_PROBLEM DETAILS_
From the line with "find the priest in white vestment" through the final line, transcribe the material below character for character; include no other lines.
## Begin RECORDS PROVIDED
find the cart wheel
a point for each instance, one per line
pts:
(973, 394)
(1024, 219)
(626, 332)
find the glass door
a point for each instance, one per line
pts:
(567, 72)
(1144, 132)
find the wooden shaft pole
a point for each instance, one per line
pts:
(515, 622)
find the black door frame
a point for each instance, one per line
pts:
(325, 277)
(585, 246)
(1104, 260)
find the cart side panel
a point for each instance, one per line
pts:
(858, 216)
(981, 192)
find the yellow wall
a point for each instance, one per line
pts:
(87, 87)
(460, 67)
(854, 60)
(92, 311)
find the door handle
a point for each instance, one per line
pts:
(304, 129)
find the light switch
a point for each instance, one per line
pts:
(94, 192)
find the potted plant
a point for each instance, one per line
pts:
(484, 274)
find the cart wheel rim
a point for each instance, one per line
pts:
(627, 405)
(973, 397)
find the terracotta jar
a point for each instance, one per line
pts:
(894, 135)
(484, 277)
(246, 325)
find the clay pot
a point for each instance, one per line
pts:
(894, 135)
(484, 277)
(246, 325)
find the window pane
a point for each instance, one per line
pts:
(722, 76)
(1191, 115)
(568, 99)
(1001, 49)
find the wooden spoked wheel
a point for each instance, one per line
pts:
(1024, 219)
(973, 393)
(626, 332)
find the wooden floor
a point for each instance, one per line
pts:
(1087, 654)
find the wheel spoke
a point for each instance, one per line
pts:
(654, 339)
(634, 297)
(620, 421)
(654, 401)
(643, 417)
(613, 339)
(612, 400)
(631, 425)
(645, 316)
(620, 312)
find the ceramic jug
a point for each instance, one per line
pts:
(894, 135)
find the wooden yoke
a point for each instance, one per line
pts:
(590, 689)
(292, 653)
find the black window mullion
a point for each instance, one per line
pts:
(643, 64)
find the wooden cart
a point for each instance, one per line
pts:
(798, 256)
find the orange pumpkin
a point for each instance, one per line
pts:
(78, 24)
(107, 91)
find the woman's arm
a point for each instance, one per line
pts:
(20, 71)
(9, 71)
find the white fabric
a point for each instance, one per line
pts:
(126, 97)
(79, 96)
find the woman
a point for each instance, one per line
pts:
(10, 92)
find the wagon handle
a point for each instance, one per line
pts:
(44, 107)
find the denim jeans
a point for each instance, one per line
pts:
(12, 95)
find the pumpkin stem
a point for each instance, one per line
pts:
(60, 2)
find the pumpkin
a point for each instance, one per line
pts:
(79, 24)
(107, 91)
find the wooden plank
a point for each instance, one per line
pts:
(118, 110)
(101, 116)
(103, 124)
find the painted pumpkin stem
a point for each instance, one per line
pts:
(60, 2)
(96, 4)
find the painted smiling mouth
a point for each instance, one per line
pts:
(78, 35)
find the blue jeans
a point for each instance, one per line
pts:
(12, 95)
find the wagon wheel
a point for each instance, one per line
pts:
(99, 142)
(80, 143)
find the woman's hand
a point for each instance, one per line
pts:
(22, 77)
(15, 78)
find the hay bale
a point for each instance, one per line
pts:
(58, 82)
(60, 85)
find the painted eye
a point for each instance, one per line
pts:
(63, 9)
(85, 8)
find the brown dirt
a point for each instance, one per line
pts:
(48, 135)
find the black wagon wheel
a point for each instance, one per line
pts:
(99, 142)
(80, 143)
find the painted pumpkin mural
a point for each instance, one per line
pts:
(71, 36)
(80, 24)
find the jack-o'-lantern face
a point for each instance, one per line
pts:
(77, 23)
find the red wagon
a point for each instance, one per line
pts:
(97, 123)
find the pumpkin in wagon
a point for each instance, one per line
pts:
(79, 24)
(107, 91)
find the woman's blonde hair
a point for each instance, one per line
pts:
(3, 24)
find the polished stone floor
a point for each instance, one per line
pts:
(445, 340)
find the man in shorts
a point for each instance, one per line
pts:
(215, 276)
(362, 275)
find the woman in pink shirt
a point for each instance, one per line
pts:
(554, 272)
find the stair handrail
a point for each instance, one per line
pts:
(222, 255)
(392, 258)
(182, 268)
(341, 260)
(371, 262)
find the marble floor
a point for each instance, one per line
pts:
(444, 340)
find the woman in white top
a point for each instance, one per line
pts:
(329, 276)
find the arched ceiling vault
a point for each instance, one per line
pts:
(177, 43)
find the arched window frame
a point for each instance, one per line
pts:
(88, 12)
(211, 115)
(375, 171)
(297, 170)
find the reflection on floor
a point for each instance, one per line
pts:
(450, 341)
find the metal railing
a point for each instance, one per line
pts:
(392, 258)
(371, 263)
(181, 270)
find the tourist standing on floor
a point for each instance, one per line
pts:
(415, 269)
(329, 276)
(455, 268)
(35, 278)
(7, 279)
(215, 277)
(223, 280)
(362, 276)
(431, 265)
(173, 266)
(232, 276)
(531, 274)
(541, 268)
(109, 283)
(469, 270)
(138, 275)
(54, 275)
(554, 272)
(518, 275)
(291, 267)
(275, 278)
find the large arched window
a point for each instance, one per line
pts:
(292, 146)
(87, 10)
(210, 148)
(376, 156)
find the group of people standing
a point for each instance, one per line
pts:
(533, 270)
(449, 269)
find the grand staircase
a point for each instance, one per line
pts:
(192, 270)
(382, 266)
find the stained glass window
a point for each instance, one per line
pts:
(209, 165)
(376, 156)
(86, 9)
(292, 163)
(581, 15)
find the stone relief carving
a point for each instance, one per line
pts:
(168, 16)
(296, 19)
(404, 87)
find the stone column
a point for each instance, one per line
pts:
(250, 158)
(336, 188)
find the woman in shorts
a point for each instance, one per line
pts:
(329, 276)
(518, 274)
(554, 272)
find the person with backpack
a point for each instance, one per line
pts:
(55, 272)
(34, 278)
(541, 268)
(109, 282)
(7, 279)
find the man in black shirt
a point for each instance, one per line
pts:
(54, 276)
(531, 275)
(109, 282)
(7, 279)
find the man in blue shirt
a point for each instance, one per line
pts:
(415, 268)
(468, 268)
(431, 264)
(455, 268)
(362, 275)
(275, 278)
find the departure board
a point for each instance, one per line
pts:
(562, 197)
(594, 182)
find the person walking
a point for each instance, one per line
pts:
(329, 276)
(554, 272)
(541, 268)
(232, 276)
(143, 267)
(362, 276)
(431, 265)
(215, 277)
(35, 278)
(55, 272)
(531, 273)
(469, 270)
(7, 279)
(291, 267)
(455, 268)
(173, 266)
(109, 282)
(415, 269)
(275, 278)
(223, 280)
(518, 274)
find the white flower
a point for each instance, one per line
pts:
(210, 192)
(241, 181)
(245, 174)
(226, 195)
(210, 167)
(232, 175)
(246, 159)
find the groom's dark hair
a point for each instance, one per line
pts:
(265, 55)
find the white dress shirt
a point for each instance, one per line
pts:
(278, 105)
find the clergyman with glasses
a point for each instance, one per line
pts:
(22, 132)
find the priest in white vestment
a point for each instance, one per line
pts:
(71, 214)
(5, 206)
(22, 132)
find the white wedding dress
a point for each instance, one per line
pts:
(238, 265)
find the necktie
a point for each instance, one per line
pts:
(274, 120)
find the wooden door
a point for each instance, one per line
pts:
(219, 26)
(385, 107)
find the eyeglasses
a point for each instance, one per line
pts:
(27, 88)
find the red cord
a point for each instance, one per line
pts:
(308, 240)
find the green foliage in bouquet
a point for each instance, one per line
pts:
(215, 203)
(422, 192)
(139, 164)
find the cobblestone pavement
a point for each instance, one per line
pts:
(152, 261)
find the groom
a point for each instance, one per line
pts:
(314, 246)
## End RECORDS PROVIDED
_REPLY_
find the priest in white vestment
a point for each instance, one per line
pts:
(71, 214)
(5, 206)
(22, 132)
find the white wedding dress
a point for each instance, one per line
pts:
(238, 265)
find the necktie
a point for each instance, one per line
pts:
(274, 120)
find the wooden door
a point for each instance, one per line
pts:
(219, 26)
(385, 107)
find the eyeglasses
a point for each instance, one per line
pts:
(27, 88)
find the red cord
a point for each instance, one per line
pts:
(308, 240)
find the green foliage in bouquet
a point for each instance, one per line
pts:
(215, 203)
(422, 192)
(139, 164)
find the cobblestone pavement
a point for each instance, one per line
pts:
(152, 261)
find the groom
a point for each instance, one per line
pts:
(314, 246)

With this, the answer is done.